Formation of caveolae is initiated by the cotranslational ER membrane insertion of monomeric Cav1 in a signal recognition particle-dependent manner (68, 123). As quickly as 5 min after synthesis in the ER, Cav1 forms 8S_20,w oligomers (8S-Cav, 150–200 kDa with a minor species around 443–669 kDa) that is estimated to contain 7–14 Cavs in a Cav1:Cav2 ratio of 2–4:1 (41, 68, 111, 123, 181, 184). The formation of 8S-Cav oligomers depends on aa residues Cav1^66–70, Cav1^81–100 (i.e., the CSD), and Cav1^134–178 (i.e., the COOH-terminus) (41, 113, 188). No molecular chaperone has been identified for the formation of 8S-Cav.

ENTRIES PROVIDED
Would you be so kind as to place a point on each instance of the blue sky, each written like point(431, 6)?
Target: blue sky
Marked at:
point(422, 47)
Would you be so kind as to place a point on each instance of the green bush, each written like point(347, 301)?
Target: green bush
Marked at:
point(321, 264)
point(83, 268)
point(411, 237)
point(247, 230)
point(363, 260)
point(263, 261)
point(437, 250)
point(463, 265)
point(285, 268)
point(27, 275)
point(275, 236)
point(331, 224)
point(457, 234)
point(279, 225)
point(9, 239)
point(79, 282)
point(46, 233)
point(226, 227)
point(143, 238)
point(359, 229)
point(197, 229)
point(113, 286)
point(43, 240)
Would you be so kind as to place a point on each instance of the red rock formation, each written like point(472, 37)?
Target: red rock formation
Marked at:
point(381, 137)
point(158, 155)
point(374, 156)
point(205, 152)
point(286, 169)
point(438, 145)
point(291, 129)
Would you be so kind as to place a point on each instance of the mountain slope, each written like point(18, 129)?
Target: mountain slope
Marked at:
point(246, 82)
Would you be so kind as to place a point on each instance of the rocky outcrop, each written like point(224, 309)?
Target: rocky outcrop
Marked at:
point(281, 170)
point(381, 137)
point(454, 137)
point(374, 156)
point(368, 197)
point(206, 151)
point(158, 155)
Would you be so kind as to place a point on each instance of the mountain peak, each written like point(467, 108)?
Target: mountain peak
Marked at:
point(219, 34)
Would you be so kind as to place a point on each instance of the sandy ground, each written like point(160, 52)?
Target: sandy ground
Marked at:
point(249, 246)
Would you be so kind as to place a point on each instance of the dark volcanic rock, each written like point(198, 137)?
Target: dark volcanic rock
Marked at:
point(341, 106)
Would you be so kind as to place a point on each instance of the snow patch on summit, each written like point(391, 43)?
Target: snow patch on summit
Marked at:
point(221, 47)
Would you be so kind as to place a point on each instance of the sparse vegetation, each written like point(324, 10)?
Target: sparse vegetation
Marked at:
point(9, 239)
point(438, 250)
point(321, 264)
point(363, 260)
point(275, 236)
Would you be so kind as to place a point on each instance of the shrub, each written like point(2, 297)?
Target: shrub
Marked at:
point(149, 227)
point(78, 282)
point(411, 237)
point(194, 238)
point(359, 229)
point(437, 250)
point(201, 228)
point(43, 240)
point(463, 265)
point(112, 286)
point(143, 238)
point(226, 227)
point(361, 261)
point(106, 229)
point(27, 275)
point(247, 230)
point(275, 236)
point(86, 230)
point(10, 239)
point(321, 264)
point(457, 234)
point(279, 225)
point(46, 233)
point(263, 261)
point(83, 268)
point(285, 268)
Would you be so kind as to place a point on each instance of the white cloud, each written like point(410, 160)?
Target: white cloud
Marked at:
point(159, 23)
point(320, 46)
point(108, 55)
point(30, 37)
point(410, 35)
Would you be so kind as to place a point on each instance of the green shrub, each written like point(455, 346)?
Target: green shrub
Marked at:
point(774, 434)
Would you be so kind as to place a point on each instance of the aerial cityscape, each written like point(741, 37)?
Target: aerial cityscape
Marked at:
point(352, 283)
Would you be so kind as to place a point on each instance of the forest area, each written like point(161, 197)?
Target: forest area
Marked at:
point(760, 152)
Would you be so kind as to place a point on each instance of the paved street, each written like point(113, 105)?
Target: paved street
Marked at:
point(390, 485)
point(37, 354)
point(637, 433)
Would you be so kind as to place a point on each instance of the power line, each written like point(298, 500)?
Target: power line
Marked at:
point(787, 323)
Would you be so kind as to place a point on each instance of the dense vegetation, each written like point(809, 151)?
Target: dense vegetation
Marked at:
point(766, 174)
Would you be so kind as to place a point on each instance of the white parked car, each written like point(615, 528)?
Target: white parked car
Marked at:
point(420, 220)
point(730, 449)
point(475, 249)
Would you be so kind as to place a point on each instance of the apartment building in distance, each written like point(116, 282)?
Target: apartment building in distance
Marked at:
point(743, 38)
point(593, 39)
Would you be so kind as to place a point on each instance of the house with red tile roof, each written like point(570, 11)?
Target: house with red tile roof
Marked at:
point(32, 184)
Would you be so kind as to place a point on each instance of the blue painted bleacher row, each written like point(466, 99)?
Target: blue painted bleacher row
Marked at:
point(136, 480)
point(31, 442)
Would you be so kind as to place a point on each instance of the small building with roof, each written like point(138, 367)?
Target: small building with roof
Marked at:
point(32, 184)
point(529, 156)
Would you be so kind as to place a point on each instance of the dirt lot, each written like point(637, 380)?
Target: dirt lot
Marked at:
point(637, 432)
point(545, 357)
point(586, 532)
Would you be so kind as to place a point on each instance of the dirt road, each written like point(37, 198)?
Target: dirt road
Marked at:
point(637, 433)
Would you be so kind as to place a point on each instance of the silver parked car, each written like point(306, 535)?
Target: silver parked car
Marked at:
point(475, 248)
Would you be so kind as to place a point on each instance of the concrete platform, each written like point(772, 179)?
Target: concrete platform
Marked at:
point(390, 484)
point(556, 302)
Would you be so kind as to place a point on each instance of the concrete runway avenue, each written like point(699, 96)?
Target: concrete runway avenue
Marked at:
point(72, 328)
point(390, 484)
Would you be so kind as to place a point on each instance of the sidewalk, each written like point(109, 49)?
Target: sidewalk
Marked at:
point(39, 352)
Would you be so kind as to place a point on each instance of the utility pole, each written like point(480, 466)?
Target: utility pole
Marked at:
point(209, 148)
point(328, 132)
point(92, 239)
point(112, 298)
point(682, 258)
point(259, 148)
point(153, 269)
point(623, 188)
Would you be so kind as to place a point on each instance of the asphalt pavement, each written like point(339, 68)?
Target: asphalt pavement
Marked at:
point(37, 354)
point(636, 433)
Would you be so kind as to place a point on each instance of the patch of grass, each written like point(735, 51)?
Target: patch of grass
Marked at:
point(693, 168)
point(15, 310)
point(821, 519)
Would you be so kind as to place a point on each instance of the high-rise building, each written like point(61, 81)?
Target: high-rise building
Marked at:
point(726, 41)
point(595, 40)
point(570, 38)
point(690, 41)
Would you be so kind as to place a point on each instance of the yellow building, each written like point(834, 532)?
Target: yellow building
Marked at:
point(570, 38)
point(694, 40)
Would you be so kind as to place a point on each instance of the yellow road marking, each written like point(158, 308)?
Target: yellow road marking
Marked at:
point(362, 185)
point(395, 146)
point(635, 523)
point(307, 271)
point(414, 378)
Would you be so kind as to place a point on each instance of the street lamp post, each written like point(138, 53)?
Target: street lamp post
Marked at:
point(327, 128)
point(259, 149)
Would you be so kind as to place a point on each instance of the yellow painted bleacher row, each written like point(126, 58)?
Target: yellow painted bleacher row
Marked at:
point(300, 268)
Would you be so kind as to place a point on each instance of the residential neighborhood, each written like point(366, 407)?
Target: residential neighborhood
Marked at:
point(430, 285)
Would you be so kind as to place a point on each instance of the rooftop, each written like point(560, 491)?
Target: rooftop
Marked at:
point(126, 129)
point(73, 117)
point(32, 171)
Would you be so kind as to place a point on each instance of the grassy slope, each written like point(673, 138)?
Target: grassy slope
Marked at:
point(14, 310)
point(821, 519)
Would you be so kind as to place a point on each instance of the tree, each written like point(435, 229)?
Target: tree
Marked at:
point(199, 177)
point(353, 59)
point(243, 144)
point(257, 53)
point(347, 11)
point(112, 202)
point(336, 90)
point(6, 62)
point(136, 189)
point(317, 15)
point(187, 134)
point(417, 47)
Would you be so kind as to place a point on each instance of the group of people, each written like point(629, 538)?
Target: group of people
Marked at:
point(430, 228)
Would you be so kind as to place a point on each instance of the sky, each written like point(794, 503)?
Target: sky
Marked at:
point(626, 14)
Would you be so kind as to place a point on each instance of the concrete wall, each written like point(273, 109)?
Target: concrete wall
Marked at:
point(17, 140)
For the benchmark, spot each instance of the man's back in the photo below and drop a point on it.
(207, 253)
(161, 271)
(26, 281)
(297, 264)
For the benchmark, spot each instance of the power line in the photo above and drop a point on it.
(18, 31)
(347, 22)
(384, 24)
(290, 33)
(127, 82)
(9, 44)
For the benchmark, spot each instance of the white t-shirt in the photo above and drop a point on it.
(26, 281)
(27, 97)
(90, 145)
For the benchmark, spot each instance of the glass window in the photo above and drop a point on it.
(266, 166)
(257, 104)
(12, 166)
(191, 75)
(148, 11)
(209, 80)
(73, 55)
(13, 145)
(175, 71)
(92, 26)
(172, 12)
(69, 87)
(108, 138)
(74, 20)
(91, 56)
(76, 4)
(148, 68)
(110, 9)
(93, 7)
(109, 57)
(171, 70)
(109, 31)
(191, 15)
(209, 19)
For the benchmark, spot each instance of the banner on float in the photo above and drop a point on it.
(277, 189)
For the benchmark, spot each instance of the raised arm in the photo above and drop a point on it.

ACTIONS TO TAKE
a – In the caveolae passage, which amino-acid residue ranges of Cav1 does the formation of 8S-Cav oligomers depend on?
b – In the caveolae passage, could you swap "molecular chaperone" for "dedicated chaperone" and give the part from "Formation of caveolae" up to and including "formation of 8S-Cav." again?
The lines come from a different source than the passage on caveolae.

TASK-BY-TASK RESULTS
a –
Cav1^66–70
Cav1^81–100 (the CSD)
Cav1^134–178 (the COOH-terminus)

b –
Formation of caveolae is initiated by the cotranslational ER membrane insertion of monomeric Cav1 in a signal recognition particle-dependent manner (68, 123). As quickly as 5 min after synthesis in the ER, Cav1 forms 8S_20,w oligomers (8S-Cav, 150–200 kDa with a minor species around 443–669 kDa) that is estimated to contain 7–14 Cavs in a Cav1:Cav2 ratio of 2–4:1 (41, 68, 111, 123, 181, 184). The formation of 8S-Cav oligomers depends on aa residues Cav1^66–70, Cav1^81–100 (i.e., the CSD), and Cav1^134–178 (i.e., the COOH-terminus) (41, 113, 188). No dedicated chaperone has been identified for the formation of 8S-Cav.